**What is being asked**
Would you retype the whole listing exactly?

**Given records**
####################

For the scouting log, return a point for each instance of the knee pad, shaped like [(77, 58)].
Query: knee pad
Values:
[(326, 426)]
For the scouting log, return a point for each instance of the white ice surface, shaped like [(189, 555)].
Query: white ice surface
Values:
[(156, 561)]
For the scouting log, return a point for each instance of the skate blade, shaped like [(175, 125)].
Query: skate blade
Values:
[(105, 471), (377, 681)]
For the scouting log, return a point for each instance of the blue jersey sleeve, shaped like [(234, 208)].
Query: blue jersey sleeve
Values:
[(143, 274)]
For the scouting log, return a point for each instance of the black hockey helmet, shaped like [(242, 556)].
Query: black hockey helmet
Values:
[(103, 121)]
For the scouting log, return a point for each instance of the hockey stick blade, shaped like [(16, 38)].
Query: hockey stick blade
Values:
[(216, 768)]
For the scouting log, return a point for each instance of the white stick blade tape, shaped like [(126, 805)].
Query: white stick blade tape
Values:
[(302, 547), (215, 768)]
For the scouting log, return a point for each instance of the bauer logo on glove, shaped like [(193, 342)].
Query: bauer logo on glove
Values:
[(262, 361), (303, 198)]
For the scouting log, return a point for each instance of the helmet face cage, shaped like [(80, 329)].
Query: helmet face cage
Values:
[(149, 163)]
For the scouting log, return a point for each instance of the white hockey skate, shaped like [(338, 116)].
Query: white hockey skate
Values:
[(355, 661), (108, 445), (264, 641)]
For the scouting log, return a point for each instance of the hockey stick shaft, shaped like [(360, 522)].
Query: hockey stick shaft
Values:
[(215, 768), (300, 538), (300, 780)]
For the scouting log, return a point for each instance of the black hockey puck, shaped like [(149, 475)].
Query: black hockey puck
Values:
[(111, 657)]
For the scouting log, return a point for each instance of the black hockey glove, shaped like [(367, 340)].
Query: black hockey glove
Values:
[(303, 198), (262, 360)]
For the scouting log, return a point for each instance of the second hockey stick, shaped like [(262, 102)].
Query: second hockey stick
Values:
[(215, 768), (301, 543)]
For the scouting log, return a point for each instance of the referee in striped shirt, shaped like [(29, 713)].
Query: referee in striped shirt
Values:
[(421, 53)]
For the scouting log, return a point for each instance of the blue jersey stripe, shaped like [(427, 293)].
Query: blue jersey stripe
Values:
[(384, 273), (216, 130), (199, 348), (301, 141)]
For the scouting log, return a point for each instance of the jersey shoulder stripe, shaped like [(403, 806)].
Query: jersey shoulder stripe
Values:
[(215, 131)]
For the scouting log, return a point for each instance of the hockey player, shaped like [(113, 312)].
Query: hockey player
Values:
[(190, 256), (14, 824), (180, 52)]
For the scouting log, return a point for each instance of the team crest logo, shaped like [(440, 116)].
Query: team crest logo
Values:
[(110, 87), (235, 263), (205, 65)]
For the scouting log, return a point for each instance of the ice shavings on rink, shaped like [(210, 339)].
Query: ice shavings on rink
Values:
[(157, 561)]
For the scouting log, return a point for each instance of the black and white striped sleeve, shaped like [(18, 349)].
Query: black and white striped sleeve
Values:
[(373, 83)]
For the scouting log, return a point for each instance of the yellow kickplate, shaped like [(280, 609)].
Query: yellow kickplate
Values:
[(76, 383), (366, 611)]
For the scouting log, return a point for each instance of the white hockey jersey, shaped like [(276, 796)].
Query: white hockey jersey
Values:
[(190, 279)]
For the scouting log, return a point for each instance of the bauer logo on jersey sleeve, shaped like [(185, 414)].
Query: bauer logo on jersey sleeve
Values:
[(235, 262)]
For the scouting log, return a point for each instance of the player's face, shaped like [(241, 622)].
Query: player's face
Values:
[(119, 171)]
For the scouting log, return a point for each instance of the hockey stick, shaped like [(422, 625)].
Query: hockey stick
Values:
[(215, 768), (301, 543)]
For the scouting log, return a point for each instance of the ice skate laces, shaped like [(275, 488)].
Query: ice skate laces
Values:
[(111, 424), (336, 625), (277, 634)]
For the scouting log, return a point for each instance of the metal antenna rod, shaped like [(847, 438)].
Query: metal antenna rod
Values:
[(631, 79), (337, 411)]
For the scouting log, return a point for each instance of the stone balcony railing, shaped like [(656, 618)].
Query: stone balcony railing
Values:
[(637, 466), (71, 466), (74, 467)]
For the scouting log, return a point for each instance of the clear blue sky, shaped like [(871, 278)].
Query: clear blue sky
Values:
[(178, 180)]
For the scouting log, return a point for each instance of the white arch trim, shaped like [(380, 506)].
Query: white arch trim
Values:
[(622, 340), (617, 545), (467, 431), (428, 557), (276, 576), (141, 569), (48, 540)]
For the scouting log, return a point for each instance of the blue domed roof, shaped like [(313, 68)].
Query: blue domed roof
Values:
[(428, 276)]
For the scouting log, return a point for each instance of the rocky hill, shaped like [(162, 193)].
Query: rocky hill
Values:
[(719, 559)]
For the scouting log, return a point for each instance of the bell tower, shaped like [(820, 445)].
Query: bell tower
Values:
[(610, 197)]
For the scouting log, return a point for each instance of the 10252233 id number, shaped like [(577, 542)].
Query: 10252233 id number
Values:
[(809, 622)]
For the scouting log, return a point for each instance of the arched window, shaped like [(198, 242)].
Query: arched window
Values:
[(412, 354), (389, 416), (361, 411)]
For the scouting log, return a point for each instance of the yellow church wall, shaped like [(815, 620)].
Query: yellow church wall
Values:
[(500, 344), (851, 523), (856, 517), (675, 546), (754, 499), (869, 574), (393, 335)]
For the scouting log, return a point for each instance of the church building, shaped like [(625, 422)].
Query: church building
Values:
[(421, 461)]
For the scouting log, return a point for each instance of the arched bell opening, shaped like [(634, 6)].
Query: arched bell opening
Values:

####################

**Solved problem**
For the scouting log, return a point for each instance of the knee pad, shaped like [(77, 58)].
Query: knee pad
Values:
[(326, 426)]
For the scouting log, return a point for each instance of the white ice surface, shaped like [(189, 555)].
Query: white ice surface
Values:
[(156, 561)]
For the scouting log, return a point for each instance of the skate blade, shaped like [(175, 125)].
Query: skate blade
Values:
[(105, 471), (377, 681)]
For the scouting log, return a point for each instance of the blue jersey sleeve, shaped like [(234, 208)].
Query: blue jersey sleeve
Values:
[(143, 274)]
For the scouting log, return a point for each instance of the black hockey helmet, shaped like [(242, 556)].
Query: black hockey helmet
Values:
[(103, 121)]
For the scouting log, return a point for each instance of the hockey stick blade, shaped like [(16, 38)].
Query: hockey stick blade
Values:
[(216, 768)]
For the scouting log, return a point for each instance of the white stick blade tape, shaped like [(126, 805)].
Query: white stick blade tape
Values:
[(302, 547), (215, 768)]
For the scouting log, return a point for each instance of the bauer logo on glove, shaped like [(193, 342)].
Query: bauer logo on glove
Values:
[(262, 361), (303, 198)]
For the scouting log, return a point for each instance of the helmet face cage, shaped like [(80, 329)].
Query: helmet face cage
Values:
[(149, 163)]
For the scouting log, return a point for each instance of the white hockey skate, shaped like [(338, 116)].
Query: white hockey skate
Values:
[(355, 661), (108, 445), (264, 641)]
For the scouting log, return a point for each instance of the hockey stick shaft, shaped like [(360, 522)].
Query: hockey stick shaft
Values:
[(215, 768), (300, 538), (300, 780)]
For the scouting log, return a point for each instance of the black hockey puck, shaped like [(149, 475)].
Query: black hockey puck
Values:
[(111, 657)]
For the scouting log, return a point for each instance of the black hockey glove, shaped like [(367, 340)].
Query: black hockey glove
Values:
[(303, 198), (262, 360)]
For the scouting log, return a point for each instance of the second hockey stick, shaped like [(262, 102)].
Query: second hockey stick
Values:
[(215, 768), (301, 543)]
For the scouting log, return a point for each instance of the referee in striped shirt, shaped like [(29, 713)].
Query: referee in striped shirt
Values:
[(421, 53)]
For the scouting log, return a point for each instance of the blue jersey stripe, shaped like [(427, 293)].
Query: blue jersey stripe
Values:
[(384, 273), (216, 130), (199, 348), (301, 141)]
For the scouting log, return a point for each instance of the jersey shoulder stripe, shaped like [(403, 806)].
Query: jersey shoulder stripe
Values:
[(215, 131)]
For the scouting log, return a point for each instance of the hockey player, shaped like [(113, 312)].
Query: hockey player
Values:
[(190, 256), (14, 824), (180, 52)]
For the scouting log, return a point for each instance of the team crest logo, shaped like [(440, 116)].
Query: team crest logo
Values:
[(110, 87), (235, 263), (205, 65)]
For the scouting log, return a point for each instance of the ice shavings on rink, shaped like [(210, 339)].
Query: ice shavings on rink
Values:
[(157, 561)]
For the scouting log, return a point for each instance of the black and white striped sleeve, shaped like [(18, 349)].
Query: black and white striped sleeve
Values:
[(373, 83)]
For the scouting log, return a point for each instance of the yellow kickplate, shaped like [(280, 609)].
Query: yellow kickplate
Values:
[(76, 383), (366, 611)]
For the scouting log, return a point for each instance of the white hockey jersey, shaped like [(276, 796)].
Query: white hockey jersey
Values:
[(190, 279)]
For the scouting log, return a point for each instance of the bauer logo on jersey sleeve, shaped like [(185, 414)].
Query: bauer logo on jersey sleeve
Values:
[(235, 262)]
For the scouting log, return a point for each instance of the player's face, shaped like [(241, 622)].
Query: player's face
Values:
[(119, 171)]
For the scouting log, return a point for each instance of the hockey stick, shaped like [(422, 625)].
Query: hockey stick
Values:
[(215, 768), (301, 543)]
For the scouting log, return a point for each instance of the ice skate laces, shaped like [(275, 488)].
Query: ice skate laces
Values:
[(111, 424), (336, 625), (277, 634)]
For the scouting log, return a point for each instance of the metal antenna rod, shaped like [(847, 438)].
Query: metal antenna rod
Values:
[(631, 79), (337, 411)]
For the scouting log, return a point for each instance of the stone balcony railing, shaped like [(656, 618)].
Query: stone balcony railing
Values:
[(637, 466), (71, 466), (74, 467)]
For the scouting log, return a point for each instance of the clear blue sky, shaped like [(871, 278)].
Query: clear blue sky
Values:
[(178, 180)]
For the scouting log, return a point for each instance of the white arch trim, shaped like [(380, 506)].
Query: white arch trim
Values:
[(622, 340), (617, 545), (467, 431), (428, 557), (276, 576), (141, 569), (48, 540)]
For the scouting log, return a point for each instance of the blue domed roof, shaped like [(313, 68)].
Query: blue domed roof
Values:
[(428, 276)]
For the scouting log, return a point for each instance of the rocky hill, shaped like [(162, 193)].
Query: rocky hill
Values:
[(719, 559)]
For the scouting log, return a point for each instance of the bell tower, shaped like [(820, 445)].
Query: bell tower
Values:
[(610, 197)]
For the scouting log, return a point for each instance of the 10252233 id number, shaped like [(577, 542)].
Query: 10252233 id number
Values:
[(809, 622)]
For the scouting log, return a point for each instance of the arched window, shaped like [(198, 242)].
Query: arched window
Values:
[(412, 354), (389, 416), (361, 411)]
For the scouting log, return a point for each instance of the yellow church wall, shaped like [(815, 620)].
Query: yellow church wall
Values:
[(500, 344), (851, 523), (856, 517), (675, 546), (754, 499), (869, 574), (393, 335)]
For the scouting log, return a point for each instance of the church building, shaped like [(625, 422)].
Query: church building
Values:
[(421, 461)]
For the scouting log, return a point for each instance of the arched bell opening, shaped like [(634, 6)].
Query: arched bell opening
Values:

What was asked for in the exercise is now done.